Your task:
Copy the items word for word, from the beginning through the line that contains "POLYGON ((94 20, 67".

Data for this exercise:
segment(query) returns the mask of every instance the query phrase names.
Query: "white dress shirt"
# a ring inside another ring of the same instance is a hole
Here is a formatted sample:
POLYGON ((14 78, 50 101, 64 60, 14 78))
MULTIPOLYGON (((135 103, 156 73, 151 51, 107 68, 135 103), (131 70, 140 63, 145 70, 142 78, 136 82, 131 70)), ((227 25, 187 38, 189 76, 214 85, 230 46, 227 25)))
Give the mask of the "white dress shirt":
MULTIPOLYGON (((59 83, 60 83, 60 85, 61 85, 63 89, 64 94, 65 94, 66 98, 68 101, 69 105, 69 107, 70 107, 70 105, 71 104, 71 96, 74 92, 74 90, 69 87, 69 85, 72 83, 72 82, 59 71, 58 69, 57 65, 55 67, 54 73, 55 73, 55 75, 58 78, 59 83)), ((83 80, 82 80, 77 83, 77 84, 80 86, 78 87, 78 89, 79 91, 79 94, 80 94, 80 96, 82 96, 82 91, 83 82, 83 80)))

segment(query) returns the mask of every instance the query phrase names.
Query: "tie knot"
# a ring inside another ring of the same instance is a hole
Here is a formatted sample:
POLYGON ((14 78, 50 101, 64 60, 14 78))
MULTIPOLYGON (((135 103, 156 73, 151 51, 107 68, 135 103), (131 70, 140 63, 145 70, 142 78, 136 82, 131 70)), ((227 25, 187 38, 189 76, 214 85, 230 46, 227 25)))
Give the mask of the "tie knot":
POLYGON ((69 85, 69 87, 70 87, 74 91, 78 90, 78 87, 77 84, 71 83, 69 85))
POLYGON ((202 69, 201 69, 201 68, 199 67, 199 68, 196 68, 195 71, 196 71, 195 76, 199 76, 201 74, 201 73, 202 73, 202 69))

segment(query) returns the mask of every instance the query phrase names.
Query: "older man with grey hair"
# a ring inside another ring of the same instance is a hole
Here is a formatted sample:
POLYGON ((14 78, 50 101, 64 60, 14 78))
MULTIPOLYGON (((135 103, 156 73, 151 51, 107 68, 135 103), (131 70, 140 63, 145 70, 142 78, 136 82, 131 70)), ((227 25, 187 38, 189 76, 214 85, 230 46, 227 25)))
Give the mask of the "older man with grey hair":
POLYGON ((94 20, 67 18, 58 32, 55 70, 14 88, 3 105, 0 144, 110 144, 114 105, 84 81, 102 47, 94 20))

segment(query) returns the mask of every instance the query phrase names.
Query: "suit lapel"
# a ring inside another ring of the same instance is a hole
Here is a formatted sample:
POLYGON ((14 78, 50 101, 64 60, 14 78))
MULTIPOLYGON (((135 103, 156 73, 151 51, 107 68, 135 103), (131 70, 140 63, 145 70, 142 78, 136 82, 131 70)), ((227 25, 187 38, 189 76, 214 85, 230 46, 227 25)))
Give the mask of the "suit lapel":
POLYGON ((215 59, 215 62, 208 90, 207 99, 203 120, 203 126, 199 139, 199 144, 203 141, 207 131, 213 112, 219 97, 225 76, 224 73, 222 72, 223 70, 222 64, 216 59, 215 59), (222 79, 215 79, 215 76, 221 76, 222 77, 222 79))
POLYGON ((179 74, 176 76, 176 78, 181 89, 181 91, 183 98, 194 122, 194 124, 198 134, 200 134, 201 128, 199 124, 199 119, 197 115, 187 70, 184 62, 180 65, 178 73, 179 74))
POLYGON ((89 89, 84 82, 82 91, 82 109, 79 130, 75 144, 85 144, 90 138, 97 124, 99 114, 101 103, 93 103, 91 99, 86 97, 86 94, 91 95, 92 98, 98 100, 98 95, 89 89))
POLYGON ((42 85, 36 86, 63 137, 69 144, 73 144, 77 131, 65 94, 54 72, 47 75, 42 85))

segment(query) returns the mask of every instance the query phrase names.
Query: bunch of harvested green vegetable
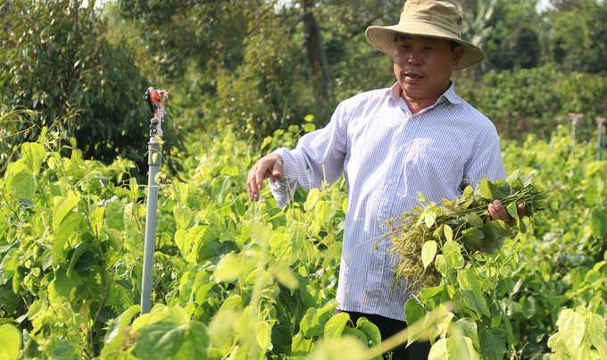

Written response:
segment(query) returns the mask of every instance the query phrase names.
Query: "white dress shirt"
# a ring inside another ring of the same instance is a hole
Here is a formatted sample:
POLYGON ((14 78, 50 101, 64 60, 14 78))
MULTIPOLYGON (((135 103, 156 73, 151 51, 107 68, 135 103), (131 70, 140 63, 145 70, 142 78, 136 82, 131 70)), ((227 25, 187 38, 189 76, 214 85, 230 46, 227 25)))
Give the mask of the "white dress shirt":
MULTIPOLYGON (((59 83, 60 83, 60 85, 61 85, 63 89, 64 94, 65 94, 66 98, 68 101, 69 105, 69 107, 70 107, 70 105, 71 104, 71 96, 74 92, 74 90, 69 87, 69 85, 72 83, 72 82, 59 71, 58 69, 57 65, 55 67, 54 73, 55 73, 55 75, 58 78, 59 83)), ((83 80, 82 80, 77 83, 77 84, 80 86, 78 87, 78 89, 79 91, 79 94, 80 94, 80 96, 82 96, 82 91, 83 82, 83 80)))

segment(query) returns the mask of every instance the query phrase names.
Query: "tie knot"
# a ring inside another ring of the same instance is a hole
Here is a formatted sample:
POLYGON ((14 78, 50 101, 64 60, 14 78))
MULTIPOLYGON (((135 103, 156 73, 151 51, 107 68, 135 103), (131 70, 140 63, 145 70, 142 78, 136 82, 131 70)), ((227 25, 187 38, 189 76, 214 85, 230 46, 227 25)))
Give the mask of the "tie knot":
POLYGON ((69 85, 69 87, 70 87, 74 91, 78 90, 78 87, 77 84, 71 83, 69 85))
POLYGON ((202 69, 201 69, 201 68, 199 67, 199 68, 196 68, 195 71, 196 71, 195 76, 199 76, 201 74, 201 73, 202 73, 202 69))

segment(query) returns the mask of every instance the query phrase names.
Query: "older man with grey hair"
# a ring inside another ring of the same instance is a hole
Here is a formatted sample:
POLYGON ((14 78, 50 101, 64 60, 14 78))
MULTIPOLYGON (((135 103, 156 73, 151 51, 107 68, 135 103), (131 70, 140 63, 145 70, 142 78, 136 82, 131 70)), ((227 25, 187 38, 189 76, 214 85, 230 46, 227 25)))
Give the mask of the "older man with grey hair":
POLYGON ((94 20, 67 18, 58 32, 55 70, 14 88, 3 105, 0 144, 110 144, 114 105, 84 81, 102 47, 94 20))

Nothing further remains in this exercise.